====== Record excerpts

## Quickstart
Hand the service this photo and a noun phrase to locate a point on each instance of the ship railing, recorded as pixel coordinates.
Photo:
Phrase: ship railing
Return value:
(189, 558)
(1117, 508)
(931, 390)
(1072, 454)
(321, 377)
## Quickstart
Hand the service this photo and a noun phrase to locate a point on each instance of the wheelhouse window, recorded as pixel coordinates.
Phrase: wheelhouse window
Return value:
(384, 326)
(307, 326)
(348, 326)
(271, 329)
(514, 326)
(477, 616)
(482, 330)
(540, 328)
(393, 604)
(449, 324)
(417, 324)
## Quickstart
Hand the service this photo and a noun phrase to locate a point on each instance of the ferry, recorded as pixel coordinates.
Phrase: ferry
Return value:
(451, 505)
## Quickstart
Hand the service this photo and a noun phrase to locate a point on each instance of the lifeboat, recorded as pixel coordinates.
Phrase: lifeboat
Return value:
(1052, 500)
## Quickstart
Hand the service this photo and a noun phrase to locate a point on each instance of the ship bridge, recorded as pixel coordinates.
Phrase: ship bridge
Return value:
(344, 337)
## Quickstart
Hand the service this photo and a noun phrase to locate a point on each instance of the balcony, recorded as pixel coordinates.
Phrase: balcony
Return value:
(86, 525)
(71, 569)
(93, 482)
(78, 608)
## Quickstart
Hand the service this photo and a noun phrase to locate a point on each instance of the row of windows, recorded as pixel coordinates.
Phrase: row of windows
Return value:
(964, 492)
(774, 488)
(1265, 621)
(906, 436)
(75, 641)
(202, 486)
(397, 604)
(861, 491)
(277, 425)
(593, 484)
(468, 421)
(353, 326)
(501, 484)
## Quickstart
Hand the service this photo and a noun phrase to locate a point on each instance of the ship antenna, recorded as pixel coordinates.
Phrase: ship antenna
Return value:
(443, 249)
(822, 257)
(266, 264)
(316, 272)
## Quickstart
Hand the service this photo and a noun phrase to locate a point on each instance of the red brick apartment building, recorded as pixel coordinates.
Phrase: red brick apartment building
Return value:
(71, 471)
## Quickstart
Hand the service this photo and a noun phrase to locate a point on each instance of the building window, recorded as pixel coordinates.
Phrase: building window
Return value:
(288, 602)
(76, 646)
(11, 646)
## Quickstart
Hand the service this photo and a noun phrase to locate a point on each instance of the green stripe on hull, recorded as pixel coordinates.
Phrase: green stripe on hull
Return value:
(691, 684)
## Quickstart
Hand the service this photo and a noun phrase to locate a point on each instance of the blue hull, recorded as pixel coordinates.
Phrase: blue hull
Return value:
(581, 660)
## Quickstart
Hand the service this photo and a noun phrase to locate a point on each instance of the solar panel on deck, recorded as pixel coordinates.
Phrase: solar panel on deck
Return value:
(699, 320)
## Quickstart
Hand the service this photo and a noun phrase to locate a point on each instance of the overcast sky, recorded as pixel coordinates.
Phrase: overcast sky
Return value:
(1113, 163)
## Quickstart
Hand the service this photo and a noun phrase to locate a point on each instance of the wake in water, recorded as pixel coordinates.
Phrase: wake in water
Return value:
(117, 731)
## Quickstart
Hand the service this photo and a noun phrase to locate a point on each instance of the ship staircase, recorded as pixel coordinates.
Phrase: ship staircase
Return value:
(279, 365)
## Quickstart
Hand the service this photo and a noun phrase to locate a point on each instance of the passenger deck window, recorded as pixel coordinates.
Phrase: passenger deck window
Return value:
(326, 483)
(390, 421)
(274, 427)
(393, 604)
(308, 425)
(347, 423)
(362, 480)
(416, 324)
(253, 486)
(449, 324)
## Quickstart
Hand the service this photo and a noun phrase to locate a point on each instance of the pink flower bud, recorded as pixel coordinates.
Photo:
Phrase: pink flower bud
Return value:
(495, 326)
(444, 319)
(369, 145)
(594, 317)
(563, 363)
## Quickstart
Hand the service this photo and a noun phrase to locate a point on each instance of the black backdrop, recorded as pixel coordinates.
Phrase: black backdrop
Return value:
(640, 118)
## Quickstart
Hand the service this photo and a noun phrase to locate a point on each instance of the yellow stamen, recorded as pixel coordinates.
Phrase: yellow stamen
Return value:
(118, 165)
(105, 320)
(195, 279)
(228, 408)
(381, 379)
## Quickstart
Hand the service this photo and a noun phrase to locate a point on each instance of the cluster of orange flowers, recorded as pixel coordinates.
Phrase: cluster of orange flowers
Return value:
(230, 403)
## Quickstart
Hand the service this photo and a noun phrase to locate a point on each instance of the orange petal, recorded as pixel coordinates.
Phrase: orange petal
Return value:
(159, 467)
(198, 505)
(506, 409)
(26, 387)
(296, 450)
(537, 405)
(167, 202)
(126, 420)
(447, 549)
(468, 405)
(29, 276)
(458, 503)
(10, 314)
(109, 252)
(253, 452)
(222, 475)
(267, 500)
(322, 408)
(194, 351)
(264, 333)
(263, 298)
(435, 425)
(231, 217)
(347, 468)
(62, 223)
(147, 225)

============

■ **Directive**:
Return every line of the material that contains the string "petal". Matching is case-sensitive.

■ **The output**:
Hand the service this photo and a noun phrase to locate a point on each instance of the orange petal, recorded as pixel coordinates.
Phrase: orange petal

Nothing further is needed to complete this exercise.